## start

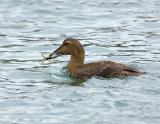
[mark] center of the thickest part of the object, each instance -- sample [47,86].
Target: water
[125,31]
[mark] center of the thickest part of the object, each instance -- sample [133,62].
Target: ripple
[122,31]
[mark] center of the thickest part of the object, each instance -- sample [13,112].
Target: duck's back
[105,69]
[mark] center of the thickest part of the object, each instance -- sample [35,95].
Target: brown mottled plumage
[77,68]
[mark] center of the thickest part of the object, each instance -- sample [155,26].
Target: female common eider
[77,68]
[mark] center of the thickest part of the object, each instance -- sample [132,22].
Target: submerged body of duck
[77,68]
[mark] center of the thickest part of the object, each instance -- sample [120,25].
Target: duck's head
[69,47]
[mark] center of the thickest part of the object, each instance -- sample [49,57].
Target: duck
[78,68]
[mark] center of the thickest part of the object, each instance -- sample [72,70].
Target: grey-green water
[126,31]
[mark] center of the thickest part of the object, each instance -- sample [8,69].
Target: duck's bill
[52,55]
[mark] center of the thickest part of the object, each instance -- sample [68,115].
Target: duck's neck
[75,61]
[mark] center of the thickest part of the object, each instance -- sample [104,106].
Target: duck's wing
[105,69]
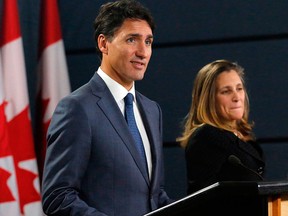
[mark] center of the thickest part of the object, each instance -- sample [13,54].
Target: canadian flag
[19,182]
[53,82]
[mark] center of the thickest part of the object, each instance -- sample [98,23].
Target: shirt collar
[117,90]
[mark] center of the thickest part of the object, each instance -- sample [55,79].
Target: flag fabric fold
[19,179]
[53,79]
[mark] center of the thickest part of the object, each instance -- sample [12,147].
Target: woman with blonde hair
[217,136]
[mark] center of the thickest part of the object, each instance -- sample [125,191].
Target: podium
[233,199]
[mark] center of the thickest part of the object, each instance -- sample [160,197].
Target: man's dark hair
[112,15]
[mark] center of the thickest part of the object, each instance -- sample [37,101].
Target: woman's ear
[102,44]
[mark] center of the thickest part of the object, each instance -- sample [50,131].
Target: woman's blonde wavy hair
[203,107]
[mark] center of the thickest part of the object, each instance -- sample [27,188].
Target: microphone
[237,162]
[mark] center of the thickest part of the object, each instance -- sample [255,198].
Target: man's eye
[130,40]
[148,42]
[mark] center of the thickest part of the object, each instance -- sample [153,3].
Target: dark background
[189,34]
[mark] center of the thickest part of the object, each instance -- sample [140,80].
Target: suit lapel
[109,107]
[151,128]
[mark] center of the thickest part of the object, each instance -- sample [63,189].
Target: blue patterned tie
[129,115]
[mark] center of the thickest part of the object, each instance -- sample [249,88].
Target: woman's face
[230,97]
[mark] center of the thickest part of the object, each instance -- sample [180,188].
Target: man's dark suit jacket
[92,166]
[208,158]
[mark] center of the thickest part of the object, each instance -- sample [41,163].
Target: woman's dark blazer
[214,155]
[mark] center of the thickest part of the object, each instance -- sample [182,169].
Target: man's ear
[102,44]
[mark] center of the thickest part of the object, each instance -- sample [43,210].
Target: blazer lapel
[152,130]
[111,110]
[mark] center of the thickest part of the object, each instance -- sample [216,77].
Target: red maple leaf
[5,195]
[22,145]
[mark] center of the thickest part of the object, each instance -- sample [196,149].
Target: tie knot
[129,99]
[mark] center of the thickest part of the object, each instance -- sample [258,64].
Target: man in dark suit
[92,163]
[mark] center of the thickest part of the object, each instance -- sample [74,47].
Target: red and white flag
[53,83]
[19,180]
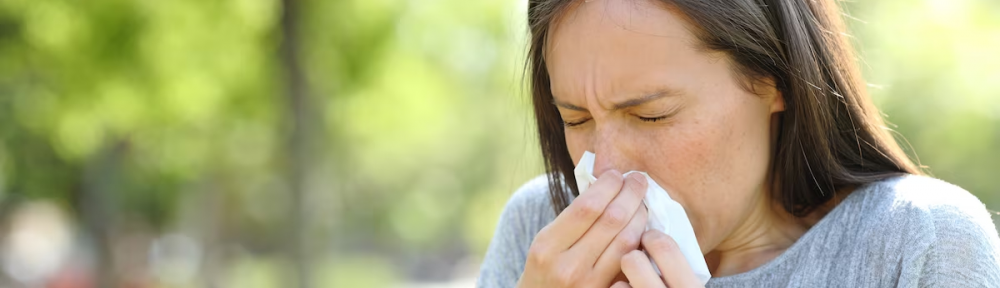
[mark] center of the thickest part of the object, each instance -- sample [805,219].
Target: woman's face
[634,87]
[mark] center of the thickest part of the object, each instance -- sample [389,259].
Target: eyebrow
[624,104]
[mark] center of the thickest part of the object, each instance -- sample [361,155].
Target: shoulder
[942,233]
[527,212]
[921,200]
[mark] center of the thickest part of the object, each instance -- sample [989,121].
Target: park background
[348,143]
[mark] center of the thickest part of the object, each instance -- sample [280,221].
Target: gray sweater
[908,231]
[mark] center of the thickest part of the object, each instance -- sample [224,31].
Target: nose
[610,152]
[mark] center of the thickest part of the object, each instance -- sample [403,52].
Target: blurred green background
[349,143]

## end
## start

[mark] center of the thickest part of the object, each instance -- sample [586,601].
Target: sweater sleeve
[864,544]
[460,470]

## end
## start

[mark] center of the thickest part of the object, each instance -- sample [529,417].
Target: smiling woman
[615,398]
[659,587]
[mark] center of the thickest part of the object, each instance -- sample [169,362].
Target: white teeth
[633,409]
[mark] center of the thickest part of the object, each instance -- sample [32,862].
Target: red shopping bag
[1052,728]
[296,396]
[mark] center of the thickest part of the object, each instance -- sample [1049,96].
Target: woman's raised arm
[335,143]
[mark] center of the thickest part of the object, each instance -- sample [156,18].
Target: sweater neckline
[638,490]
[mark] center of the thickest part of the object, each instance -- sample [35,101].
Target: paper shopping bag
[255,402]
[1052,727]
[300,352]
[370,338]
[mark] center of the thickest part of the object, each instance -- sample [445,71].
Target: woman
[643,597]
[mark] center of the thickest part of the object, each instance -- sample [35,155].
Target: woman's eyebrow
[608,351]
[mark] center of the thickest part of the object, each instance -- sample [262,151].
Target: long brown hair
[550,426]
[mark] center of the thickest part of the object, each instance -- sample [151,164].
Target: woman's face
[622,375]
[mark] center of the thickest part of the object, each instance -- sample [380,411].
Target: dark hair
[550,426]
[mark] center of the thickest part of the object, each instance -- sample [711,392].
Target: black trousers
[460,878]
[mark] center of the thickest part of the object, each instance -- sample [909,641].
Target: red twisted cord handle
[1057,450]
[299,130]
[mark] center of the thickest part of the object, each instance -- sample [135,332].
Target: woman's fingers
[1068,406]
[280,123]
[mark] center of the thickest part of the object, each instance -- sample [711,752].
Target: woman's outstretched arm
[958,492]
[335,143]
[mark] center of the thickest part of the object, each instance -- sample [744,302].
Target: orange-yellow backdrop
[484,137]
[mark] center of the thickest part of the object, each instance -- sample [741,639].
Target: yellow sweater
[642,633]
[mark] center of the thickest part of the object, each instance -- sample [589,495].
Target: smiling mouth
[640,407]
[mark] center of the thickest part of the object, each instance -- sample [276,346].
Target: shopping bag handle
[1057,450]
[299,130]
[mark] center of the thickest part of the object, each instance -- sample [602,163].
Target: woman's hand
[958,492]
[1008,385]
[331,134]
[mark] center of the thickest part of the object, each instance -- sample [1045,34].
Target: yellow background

## end

_Problem to work on_
Count the lines in the records that contain the string "shopping", treating uppercase and lowercase letters as distinct. Reply with the number alone.

_Solved problem_
3